TEXT SEGMENT:

******

Members' Paddock
Member No.
  Forgotten your password?


We have just learned from Tim Schenken in Australia the sad news that Life Member Neil Crang died on the 20th July at the age of 70.

It was while he was studying Economics at Monash University, Melbourne that Neil had his first taste of motor sport in autocross and rallycross but it was not until he moved to Geneva, Switzerland to pursue a career as a commodities broker in the 1970s that he was able to start racing regularly. He teamed up with Ian Taylor to run a pair of Tiga SC79s in the Chequered Flag British Sports 2000 championship which Ian won. Continuing with Sports 2000 in 1980, Ian and Neil, with Swiss Mario Hytten as third driver, entered the Brands Hatch 6 Hours round of the World Manufacturers’ Championship. After Ian had qualified fastest in the class well up among more potent machinery, the trio finished 15th overall, and third Sports 2000, in what became a two-part race overshadowed by the fatal accident to Martin Raymond.

Another Swiss driver, Angelo Pallavicini, teamed up with Neil in 1981 for four of the major endurance events – Daytona, Sebring, Silverstone and Brands Hatch – in Pallavicini’s Porsche 934 and were joined by John Sheldon the following year when they started, but failed to finish, Neil’s first venture into the Le Mans 24 Hours. In 1982 and 1983 Neil undertook full seasons in the British Formula Atlantic Championship with a Tiga FA82, regularly finishing in the top six with third places at Mallory Park (1982) and Donington Park (1983) being his best race results. In 1982 Neil finished fifth in the championship and went one place better the following year. Also in 1982 Neil finished fourth in the Macau Grand Prix in the Asian classic’s last year before switching to Formula 3.

******

SET TASK 1: In the Neil Crang obituary, where did Neil study Economics?
SET TASK 2: List the four endurance events that, according to the Neil Crang obituary, Neil contested with Angelo Pallavicini in 1981.
SET TASK 3: Write the next part of the Neil Crang obituary, picking up after its final sentence.

RECORDS:
******

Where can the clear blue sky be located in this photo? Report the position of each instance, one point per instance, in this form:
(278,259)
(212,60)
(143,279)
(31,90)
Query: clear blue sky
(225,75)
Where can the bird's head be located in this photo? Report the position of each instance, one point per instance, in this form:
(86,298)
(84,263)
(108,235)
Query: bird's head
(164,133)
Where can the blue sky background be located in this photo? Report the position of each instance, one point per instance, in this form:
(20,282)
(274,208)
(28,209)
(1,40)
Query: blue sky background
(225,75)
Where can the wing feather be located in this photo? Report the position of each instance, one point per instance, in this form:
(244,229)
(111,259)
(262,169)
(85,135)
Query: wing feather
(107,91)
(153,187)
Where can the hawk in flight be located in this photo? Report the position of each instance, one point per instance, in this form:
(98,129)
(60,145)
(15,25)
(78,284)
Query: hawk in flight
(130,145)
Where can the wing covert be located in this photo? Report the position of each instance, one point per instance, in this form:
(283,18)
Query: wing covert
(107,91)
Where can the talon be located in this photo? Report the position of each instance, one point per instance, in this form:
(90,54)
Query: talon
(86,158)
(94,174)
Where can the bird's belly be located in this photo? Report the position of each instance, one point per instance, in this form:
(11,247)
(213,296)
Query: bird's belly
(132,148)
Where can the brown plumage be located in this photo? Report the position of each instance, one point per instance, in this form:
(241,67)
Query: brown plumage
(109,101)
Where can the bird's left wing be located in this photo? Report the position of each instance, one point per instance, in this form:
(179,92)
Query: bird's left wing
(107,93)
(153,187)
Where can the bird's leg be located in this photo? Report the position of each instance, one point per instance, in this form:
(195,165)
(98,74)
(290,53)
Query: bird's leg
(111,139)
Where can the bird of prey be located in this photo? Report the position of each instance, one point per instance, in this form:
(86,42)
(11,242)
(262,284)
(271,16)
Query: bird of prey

******

TASK RESPONSE 1: Monash University, Melbourne.

TASK RESPONSE 2: Daytona, Sebring, Silverstone and Brands Hatch.

TASK RESPONSE 3:
Having acquired a shareholding in the Tiga company and a taste for endurance racing, Neil encouraged Tiga founder Howden Ganley to build him a Group C car which, powered by a 5-litre Chevrolet engine, made its first appearance in the 1983 Brands Hatch 1000 Ks round of the World and European Endurance Championships. With Gordon Spice as team mate, they finished in 14th place with the Tiga GC83 but did rather better than this a few weeks later by finishing seventh overall in the Imola 1000 Ks behind only a works Lancia LC-83 and five Porsche 956s. Thus encouraged, for 1984 Neil and Gordy aimed to embark on a full season as Spice Tiga Racing in Group C Junior, the predecessor of Group C2, with a Cosworth DFV-powered Tiga GC84 and Ray Bellm as third driver. After a difficult start, which included being forced to retire at Le Mans while going well after Neil crashed at Tertre Rouge, from the Nurburgring 1000 Ks onwards the team won the category five times in succession.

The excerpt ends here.